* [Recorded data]

— start —

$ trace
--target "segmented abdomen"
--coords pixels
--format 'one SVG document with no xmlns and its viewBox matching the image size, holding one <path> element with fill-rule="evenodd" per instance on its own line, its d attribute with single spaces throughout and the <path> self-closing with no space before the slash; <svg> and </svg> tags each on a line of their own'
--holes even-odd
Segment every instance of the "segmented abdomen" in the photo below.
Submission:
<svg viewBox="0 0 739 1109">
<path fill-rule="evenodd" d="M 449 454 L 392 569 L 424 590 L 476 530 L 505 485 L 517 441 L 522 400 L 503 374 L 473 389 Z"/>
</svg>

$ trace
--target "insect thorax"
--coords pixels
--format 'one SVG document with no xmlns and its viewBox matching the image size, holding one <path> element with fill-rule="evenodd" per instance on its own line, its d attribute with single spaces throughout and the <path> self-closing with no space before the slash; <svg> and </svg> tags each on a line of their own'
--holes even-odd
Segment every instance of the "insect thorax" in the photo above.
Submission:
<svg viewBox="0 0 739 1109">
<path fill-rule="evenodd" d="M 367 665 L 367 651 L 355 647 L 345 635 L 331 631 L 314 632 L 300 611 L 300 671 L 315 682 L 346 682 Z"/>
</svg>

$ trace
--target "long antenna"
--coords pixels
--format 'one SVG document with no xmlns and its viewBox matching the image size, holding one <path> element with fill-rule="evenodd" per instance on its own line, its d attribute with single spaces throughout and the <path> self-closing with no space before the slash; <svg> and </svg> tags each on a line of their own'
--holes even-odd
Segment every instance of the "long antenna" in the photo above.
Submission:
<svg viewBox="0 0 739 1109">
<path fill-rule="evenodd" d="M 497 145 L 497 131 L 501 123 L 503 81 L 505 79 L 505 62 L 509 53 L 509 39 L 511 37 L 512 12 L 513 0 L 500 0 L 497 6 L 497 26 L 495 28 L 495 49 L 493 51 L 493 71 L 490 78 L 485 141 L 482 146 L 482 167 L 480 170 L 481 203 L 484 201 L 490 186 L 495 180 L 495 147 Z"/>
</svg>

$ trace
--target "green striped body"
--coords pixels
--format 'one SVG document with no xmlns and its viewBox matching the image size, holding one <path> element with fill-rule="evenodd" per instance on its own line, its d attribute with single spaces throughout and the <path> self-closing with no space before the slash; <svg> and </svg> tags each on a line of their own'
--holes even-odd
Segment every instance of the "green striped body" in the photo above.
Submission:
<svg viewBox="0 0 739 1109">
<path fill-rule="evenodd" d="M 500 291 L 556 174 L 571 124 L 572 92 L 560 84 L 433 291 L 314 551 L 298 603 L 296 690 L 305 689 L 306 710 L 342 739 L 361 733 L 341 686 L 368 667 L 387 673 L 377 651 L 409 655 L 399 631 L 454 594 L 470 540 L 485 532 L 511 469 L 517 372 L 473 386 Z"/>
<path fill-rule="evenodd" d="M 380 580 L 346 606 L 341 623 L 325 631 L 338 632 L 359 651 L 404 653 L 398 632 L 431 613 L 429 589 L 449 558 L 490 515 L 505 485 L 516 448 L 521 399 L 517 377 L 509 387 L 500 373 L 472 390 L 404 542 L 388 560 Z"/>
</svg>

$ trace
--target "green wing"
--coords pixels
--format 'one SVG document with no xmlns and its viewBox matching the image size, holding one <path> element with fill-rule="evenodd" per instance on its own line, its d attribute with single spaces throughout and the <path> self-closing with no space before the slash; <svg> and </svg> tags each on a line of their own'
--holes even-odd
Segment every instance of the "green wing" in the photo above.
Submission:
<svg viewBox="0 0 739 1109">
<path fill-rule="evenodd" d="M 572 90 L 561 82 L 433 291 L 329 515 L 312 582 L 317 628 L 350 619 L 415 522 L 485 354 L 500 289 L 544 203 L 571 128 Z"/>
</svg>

— end —

* [Problem requirements]
Each line above must be reproduced exactly as it stands.

* [The response]
$ trace
--target "segmented abdomen"
--coords pixels
--format 'one SVG document with no xmlns and its viewBox matching the image size, holding one <path> element with fill-rule="evenodd" per instance on its own line, its d attribute with single spaces throughout and the <path> self-closing with no space before the slash; <svg> and </svg> tags each on a line of their own'
--holes even-odd
Segment every instance of the "segmented abdomen" in the photo below.
Submission:
<svg viewBox="0 0 739 1109">
<path fill-rule="evenodd" d="M 449 454 L 392 569 L 424 590 L 476 530 L 505 485 L 517 441 L 522 400 L 503 374 L 473 389 Z"/>
</svg>

$ trace
--target "insect thorax"
--coords pixels
--format 'one SVG document with no xmlns and its viewBox matching the image size, holding one <path> element with fill-rule="evenodd" per instance on its own line, its d attribute with single spaces throughout and the <path> self-closing with no space before the slash; <svg> and </svg> tags each on a line of their own'
--holes even-odd
Segment every instance of the "insect thorax" in the photo above.
Submission:
<svg viewBox="0 0 739 1109">
<path fill-rule="evenodd" d="M 367 665 L 367 651 L 355 647 L 345 635 L 331 631 L 314 632 L 300 611 L 300 671 L 315 682 L 346 682 Z"/>
</svg>

$ trace
--target "long antenna"
--coords pixels
--format 'one SVG document with no xmlns and its viewBox matching the image size, holding one <path> element with fill-rule="evenodd" per instance on its own line, its d attribute with single spaces throughout and the <path> self-closing with no space before the slash; <svg> and </svg> tags each on a line of their own'
--holes even-odd
Segment every instance of the "long antenna" in the photo above.
Submission:
<svg viewBox="0 0 739 1109">
<path fill-rule="evenodd" d="M 497 145 L 497 131 L 501 123 L 503 81 L 505 79 L 505 62 L 509 53 L 509 39 L 511 37 L 512 12 L 513 0 L 500 0 L 497 6 L 497 26 L 495 28 L 495 49 L 493 51 L 493 71 L 490 78 L 485 141 L 482 146 L 482 167 L 480 170 L 481 203 L 484 201 L 490 186 L 495 180 L 495 147 Z"/>
</svg>

$ trace
--target "green striped body"
--coords pixels
--format 'one SVG document with no xmlns and its viewBox matching the image size, holding one <path> element with fill-rule="evenodd" per instance on its own line, its d attribute with single spaces throughout and the <path> self-closing with no space before the slash; <svg> and </svg> tags each on a line of their own'
--holes even-odd
Segment every instance of the "green striped body" in the photo above.
Submission:
<svg viewBox="0 0 739 1109">
<path fill-rule="evenodd" d="M 500 291 L 556 174 L 571 124 L 572 92 L 560 84 L 433 291 L 314 551 L 298 603 L 296 690 L 305 689 L 306 710 L 342 739 L 361 733 L 341 686 L 368 667 L 387 673 L 377 651 L 409 655 L 399 631 L 454 594 L 470 540 L 485 532 L 511 469 L 517 372 L 473 386 Z"/>
<path fill-rule="evenodd" d="M 380 580 L 346 606 L 341 623 L 325 631 L 338 632 L 359 651 L 404 653 L 398 632 L 431 613 L 429 589 L 449 558 L 490 515 L 505 485 L 516 448 L 521 399 L 517 377 L 509 387 L 500 373 L 472 390 L 404 542 L 388 560 Z"/>
</svg>

$ trace
--target "green wing"
--coords pixels
--format 'one SVG document with no xmlns and its viewBox matching the image size, holding one <path> element with fill-rule="evenodd" per instance on its own line, its d attribute with single spaces throughout and the <path> self-closing with no space before the slash; <svg> and </svg> tags each on a line of their own'
--holes even-odd
Segment every instance of the "green wing" in the photo above.
Submission:
<svg viewBox="0 0 739 1109">
<path fill-rule="evenodd" d="M 572 90 L 561 82 L 433 291 L 329 515 L 312 582 L 317 628 L 350 619 L 415 522 L 485 354 L 500 289 L 544 203 L 571 128 Z"/>
</svg>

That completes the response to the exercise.